----- Raw data -----

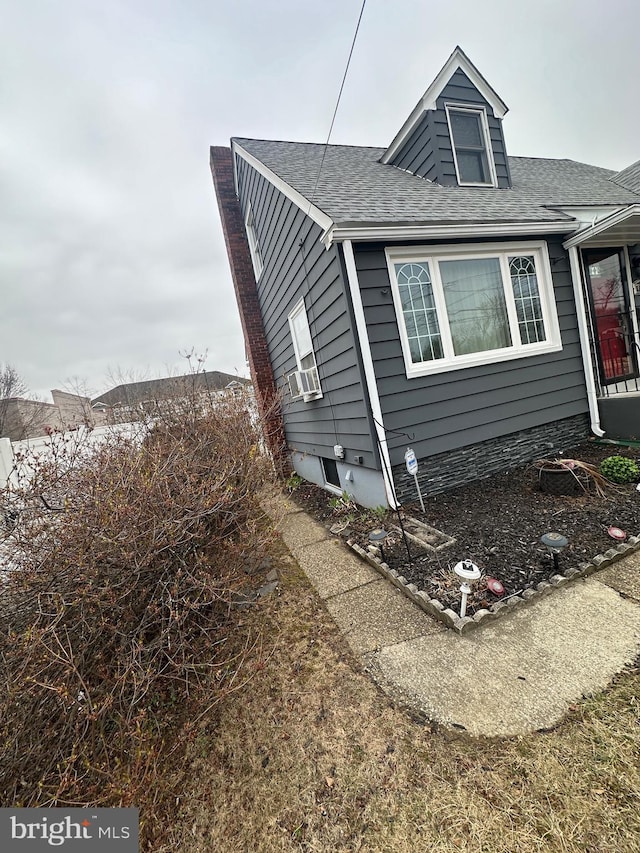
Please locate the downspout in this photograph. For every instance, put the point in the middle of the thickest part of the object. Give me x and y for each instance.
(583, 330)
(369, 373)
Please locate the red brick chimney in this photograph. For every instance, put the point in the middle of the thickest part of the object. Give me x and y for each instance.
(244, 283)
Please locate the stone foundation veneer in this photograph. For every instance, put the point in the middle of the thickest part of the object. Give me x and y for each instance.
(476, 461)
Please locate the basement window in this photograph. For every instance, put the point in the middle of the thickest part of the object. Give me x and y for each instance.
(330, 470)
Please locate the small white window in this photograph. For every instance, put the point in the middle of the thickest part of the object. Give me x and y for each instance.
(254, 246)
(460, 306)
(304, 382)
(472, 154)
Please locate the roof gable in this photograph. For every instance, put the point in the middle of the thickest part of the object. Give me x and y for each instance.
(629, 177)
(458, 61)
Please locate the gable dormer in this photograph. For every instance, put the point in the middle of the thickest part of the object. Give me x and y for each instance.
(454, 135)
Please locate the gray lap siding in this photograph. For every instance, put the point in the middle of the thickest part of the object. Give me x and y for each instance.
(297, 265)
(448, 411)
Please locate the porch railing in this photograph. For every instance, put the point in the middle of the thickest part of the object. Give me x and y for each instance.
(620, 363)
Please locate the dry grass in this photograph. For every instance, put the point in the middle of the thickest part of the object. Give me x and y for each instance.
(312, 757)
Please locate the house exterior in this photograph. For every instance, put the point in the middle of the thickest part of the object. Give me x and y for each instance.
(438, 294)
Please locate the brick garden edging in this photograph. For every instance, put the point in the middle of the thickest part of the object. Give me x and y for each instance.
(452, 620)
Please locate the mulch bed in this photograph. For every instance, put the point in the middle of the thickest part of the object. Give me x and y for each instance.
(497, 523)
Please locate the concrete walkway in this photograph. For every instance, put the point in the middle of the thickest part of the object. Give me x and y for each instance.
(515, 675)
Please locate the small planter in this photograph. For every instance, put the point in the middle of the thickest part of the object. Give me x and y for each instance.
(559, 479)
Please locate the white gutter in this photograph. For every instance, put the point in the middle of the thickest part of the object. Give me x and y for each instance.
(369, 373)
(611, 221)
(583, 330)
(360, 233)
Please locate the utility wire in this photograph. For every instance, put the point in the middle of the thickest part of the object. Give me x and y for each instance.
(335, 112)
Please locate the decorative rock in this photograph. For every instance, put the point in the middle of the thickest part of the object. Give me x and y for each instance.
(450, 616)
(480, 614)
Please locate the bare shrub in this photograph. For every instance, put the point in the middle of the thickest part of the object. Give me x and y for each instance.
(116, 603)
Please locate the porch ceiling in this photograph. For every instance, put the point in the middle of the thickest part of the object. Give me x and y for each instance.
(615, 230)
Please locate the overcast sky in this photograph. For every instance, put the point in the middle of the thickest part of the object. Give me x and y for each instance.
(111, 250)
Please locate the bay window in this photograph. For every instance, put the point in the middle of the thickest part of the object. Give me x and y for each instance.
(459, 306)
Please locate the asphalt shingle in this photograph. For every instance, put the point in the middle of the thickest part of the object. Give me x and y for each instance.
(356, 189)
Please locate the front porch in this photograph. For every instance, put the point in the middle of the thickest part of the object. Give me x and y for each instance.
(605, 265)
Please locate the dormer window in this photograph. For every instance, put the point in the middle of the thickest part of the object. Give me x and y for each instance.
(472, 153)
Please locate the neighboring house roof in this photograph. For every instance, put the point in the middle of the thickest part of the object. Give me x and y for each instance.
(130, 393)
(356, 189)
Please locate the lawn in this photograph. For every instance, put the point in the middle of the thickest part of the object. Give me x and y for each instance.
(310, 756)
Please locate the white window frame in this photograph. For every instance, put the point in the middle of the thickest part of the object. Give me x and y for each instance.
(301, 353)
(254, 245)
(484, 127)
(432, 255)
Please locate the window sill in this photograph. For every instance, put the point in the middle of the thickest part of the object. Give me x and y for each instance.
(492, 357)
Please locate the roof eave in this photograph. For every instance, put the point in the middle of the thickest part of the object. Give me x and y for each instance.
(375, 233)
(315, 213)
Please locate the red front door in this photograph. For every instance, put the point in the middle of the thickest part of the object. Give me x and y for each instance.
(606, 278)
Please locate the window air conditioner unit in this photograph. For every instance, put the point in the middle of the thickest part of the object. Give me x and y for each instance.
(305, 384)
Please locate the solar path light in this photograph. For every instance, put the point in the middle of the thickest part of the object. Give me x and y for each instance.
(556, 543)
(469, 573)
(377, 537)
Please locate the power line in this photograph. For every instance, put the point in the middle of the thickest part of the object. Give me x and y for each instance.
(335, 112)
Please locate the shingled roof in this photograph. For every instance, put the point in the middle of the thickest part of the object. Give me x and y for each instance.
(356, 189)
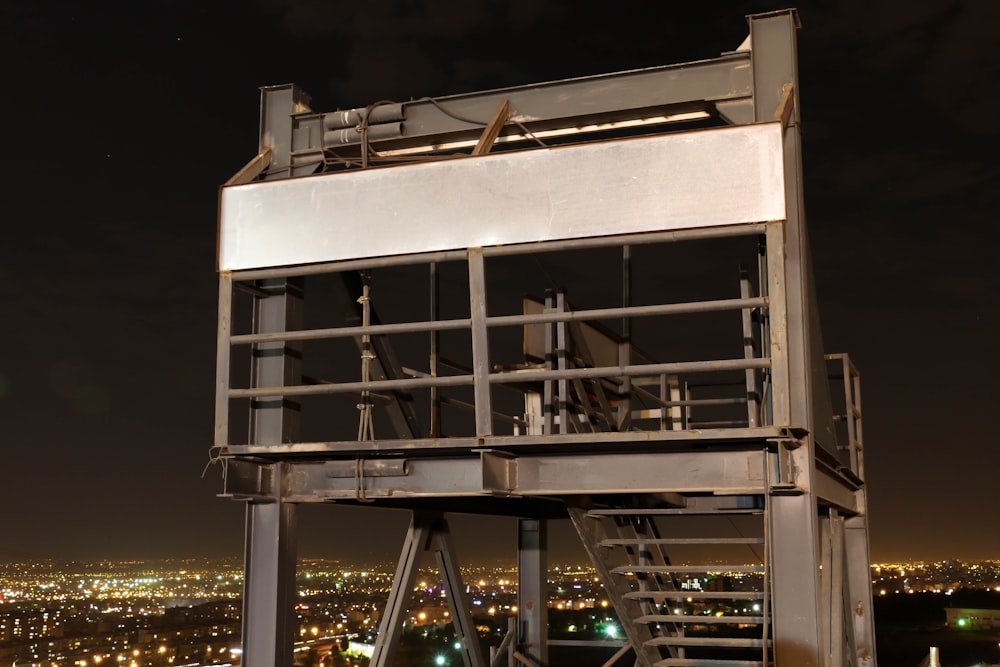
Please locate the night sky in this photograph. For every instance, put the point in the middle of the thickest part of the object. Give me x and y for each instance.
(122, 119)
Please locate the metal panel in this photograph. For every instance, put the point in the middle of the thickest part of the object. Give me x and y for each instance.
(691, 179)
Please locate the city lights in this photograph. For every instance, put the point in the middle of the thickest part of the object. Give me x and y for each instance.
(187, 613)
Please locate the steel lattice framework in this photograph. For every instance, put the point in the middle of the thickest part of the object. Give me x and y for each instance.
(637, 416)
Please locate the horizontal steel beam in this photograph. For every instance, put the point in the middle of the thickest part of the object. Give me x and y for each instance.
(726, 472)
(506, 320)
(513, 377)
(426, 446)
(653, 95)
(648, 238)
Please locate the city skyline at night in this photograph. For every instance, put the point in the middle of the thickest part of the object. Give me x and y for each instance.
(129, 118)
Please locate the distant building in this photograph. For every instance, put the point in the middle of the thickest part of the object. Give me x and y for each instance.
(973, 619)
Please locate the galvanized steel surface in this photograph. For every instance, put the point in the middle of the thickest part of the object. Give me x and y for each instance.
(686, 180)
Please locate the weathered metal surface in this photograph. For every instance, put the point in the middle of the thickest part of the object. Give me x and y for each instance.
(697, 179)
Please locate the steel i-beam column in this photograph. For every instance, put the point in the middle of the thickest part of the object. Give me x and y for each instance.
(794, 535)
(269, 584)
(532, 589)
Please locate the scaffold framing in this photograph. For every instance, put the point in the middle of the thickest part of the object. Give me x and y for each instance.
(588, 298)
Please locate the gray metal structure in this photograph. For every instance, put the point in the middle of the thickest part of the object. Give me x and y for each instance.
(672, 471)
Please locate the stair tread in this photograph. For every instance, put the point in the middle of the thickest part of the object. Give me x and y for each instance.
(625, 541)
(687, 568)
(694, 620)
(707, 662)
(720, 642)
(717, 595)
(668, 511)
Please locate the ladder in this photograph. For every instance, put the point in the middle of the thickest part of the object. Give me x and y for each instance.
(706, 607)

-----
----- Raw data -----

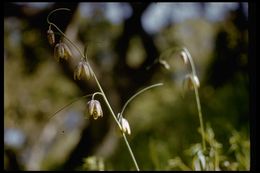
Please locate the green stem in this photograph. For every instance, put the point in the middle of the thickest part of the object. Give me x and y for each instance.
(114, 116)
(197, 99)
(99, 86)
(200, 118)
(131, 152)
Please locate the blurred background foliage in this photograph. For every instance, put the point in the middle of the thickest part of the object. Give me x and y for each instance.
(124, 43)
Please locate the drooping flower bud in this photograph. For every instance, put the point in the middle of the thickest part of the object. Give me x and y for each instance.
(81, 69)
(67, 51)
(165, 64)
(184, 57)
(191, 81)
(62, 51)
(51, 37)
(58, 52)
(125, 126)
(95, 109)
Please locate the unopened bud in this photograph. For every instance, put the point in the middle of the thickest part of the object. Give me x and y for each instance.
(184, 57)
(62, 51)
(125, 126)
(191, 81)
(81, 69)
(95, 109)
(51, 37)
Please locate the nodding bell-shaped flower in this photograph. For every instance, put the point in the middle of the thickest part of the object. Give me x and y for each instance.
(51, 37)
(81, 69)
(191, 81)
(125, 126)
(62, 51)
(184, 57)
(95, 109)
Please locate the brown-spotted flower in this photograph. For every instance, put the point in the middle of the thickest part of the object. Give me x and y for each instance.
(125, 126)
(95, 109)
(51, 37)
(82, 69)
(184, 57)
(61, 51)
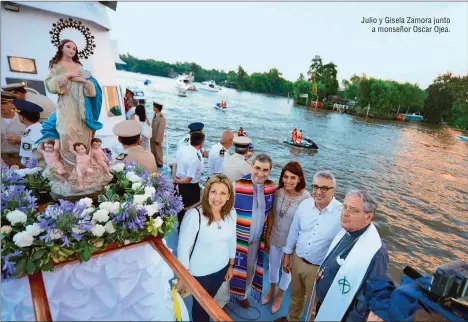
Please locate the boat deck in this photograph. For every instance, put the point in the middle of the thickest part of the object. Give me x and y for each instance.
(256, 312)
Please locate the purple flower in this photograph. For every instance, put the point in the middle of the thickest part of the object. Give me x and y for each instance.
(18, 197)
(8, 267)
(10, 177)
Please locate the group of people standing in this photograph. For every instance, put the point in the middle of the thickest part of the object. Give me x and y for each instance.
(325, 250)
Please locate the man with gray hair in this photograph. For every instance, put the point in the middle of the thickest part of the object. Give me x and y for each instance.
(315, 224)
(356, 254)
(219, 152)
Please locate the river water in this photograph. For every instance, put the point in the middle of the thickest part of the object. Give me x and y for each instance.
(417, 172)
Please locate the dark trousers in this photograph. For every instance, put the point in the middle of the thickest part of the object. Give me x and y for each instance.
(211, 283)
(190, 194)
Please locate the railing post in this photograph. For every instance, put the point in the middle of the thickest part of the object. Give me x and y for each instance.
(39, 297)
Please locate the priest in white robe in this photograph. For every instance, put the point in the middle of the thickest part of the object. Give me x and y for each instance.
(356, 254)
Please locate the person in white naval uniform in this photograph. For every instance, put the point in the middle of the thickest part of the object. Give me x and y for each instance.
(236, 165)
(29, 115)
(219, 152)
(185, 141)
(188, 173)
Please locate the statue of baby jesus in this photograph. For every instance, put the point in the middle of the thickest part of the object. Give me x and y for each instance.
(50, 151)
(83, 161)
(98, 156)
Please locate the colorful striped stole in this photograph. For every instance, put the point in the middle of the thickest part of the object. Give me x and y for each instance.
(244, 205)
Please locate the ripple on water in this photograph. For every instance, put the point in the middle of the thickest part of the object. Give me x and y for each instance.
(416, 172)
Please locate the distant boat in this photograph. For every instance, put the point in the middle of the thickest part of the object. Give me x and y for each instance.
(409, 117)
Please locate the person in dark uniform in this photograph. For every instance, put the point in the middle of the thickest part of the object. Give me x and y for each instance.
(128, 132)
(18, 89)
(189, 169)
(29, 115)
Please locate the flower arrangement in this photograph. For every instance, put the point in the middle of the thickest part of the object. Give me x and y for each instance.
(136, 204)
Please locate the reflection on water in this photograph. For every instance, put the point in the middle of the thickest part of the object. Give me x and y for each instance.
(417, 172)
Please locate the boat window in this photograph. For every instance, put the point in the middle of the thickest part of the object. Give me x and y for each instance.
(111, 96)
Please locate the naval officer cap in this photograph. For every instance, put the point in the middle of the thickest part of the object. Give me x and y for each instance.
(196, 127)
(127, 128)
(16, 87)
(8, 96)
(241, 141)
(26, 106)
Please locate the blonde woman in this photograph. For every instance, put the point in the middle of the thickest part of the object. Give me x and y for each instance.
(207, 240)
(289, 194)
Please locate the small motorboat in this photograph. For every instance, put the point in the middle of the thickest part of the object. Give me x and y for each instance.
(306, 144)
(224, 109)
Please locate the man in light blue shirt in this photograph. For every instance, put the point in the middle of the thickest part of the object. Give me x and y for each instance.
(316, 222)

-----

Which lines in the entries above contain the word "steel"? Show each of those lines in full.

Please locate the steel lattice framework in this photograph. For every instance, put the point in the middle of the thickest part of the object. Give me x and y for each instance.
Please locate the horizontal steel beam in this photograph. For every instance, put the point in the middle of the thickest part of the object. Give me x and y for each instance.
Please locate the galvanized steel surface in this photograph. For every instance, put the point in the middle of the thickest part of the object. Give me x and y for each instance.
Please locate the steel i-beam column in this photograph. For every instance, put the point in the middle of the thickest part of the object. Give me x and y for each instance.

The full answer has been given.